##### DATASET ENTRIES #####

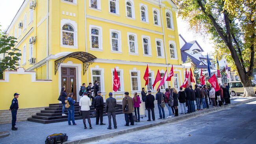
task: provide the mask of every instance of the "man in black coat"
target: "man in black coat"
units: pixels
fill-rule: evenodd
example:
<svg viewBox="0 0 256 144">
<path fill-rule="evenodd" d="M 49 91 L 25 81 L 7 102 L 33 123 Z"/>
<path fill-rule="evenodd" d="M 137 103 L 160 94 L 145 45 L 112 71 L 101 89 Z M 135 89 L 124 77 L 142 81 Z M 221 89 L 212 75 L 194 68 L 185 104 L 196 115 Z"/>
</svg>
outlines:
<svg viewBox="0 0 256 144">
<path fill-rule="evenodd" d="M 190 100 L 191 100 L 191 95 L 190 95 L 190 90 L 189 88 L 189 85 L 187 85 L 187 87 L 185 88 L 185 92 L 186 93 L 186 104 L 187 106 L 187 112 L 185 113 L 192 113 L 191 107 L 190 106 Z"/>
<path fill-rule="evenodd" d="M 150 117 L 150 111 L 151 110 L 152 113 L 152 119 L 155 121 L 155 112 L 154 108 L 155 108 L 155 104 L 154 101 L 155 101 L 155 97 L 151 94 L 151 91 L 148 90 L 148 94 L 146 97 L 145 99 L 145 107 L 148 110 L 148 119 L 147 121 L 151 121 Z"/>
</svg>

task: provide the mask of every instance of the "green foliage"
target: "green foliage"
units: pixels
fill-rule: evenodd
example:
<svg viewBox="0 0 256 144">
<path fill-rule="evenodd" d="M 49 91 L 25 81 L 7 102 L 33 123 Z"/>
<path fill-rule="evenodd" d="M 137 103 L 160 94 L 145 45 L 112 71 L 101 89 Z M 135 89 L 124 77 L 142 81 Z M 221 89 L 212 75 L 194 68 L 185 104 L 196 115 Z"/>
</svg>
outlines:
<svg viewBox="0 0 256 144">
<path fill-rule="evenodd" d="M 4 54 L 5 56 L 3 59 L 0 59 L 0 79 L 3 78 L 4 70 L 15 70 L 19 65 L 19 57 L 21 54 L 19 49 L 14 47 L 16 40 L 15 37 L 7 36 L 6 33 L 0 34 L 0 54 Z"/>
</svg>

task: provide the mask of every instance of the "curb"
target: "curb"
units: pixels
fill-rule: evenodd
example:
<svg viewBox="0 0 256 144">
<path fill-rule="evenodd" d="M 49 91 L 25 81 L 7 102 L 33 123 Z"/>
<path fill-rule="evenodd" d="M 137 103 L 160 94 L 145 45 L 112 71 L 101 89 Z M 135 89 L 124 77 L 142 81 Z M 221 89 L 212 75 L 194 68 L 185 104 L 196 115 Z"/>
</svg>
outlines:
<svg viewBox="0 0 256 144">
<path fill-rule="evenodd" d="M 97 140 L 102 139 L 108 138 L 110 137 L 116 136 L 121 134 L 122 134 L 125 133 L 136 131 L 139 130 L 141 130 L 143 129 L 149 128 L 154 126 L 158 126 L 160 124 L 163 124 L 166 123 L 174 122 L 176 122 L 178 120 L 185 120 L 189 118 L 193 118 L 195 117 L 207 113 L 211 113 L 212 112 L 216 112 L 220 110 L 223 110 L 225 109 L 226 108 L 231 108 L 238 105 L 251 102 L 254 101 L 256 101 L 256 97 L 253 98 L 241 101 L 239 101 L 234 103 L 228 104 L 228 105 L 223 105 L 221 107 L 211 108 L 211 109 L 207 109 L 203 111 L 198 112 L 197 113 L 187 114 L 182 117 L 177 117 L 175 118 L 172 118 L 171 119 L 165 119 L 160 121 L 149 123 L 144 125 L 137 126 L 134 128 L 130 128 L 125 130 L 122 130 L 119 131 L 111 132 L 108 133 L 107 133 L 100 134 L 92 137 L 78 139 L 77 140 L 68 141 L 67 142 L 64 142 L 64 144 L 82 144 L 85 142 L 90 142 L 93 141 Z"/>
</svg>

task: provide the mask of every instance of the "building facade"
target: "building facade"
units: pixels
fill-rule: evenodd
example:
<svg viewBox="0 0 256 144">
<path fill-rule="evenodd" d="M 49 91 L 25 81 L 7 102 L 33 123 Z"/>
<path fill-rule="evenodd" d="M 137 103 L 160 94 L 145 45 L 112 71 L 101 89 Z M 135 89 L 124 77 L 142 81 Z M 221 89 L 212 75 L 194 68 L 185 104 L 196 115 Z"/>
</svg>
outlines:
<svg viewBox="0 0 256 144">
<path fill-rule="evenodd" d="M 7 33 L 17 38 L 20 67 L 50 81 L 51 90 L 40 90 L 52 91 L 49 103 L 58 103 L 63 87 L 79 101 L 82 84 L 95 80 L 106 99 L 115 68 L 121 86 L 113 97 L 121 101 L 125 91 L 140 95 L 147 65 L 147 90 L 153 89 L 158 70 L 162 76 L 172 65 L 174 76 L 161 89 L 182 85 L 176 10 L 171 0 L 24 0 Z"/>
</svg>

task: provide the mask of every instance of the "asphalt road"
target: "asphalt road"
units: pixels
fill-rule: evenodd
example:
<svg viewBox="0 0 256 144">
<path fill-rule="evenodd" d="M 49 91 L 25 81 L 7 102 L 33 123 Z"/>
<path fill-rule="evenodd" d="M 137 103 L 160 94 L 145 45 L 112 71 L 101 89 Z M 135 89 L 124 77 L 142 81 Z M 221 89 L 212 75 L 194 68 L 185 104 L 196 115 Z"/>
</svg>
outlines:
<svg viewBox="0 0 256 144">
<path fill-rule="evenodd" d="M 256 112 L 254 101 L 90 144 L 256 144 Z"/>
</svg>

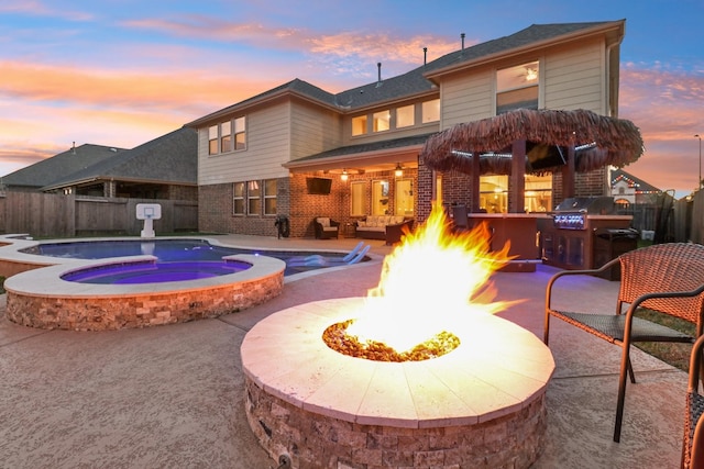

#####

WRITTEN PROBLEM: How many of the lines above contain the string "green"? Case counts, so match only that exact capitalization, and reply with the number alone.

REPLY TO THE TASK: 2